*What this task involves*
Please retype all of the following entries exactly.

Data to examine: Begin

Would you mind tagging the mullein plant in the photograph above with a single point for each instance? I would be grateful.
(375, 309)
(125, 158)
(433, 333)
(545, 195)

Data to examine: End

*Exercise solution*
Would you mind tagging the mullein plant in the photograph above with a single point for each instance? I would be grateful.
(375, 309)
(125, 158)
(433, 333)
(545, 195)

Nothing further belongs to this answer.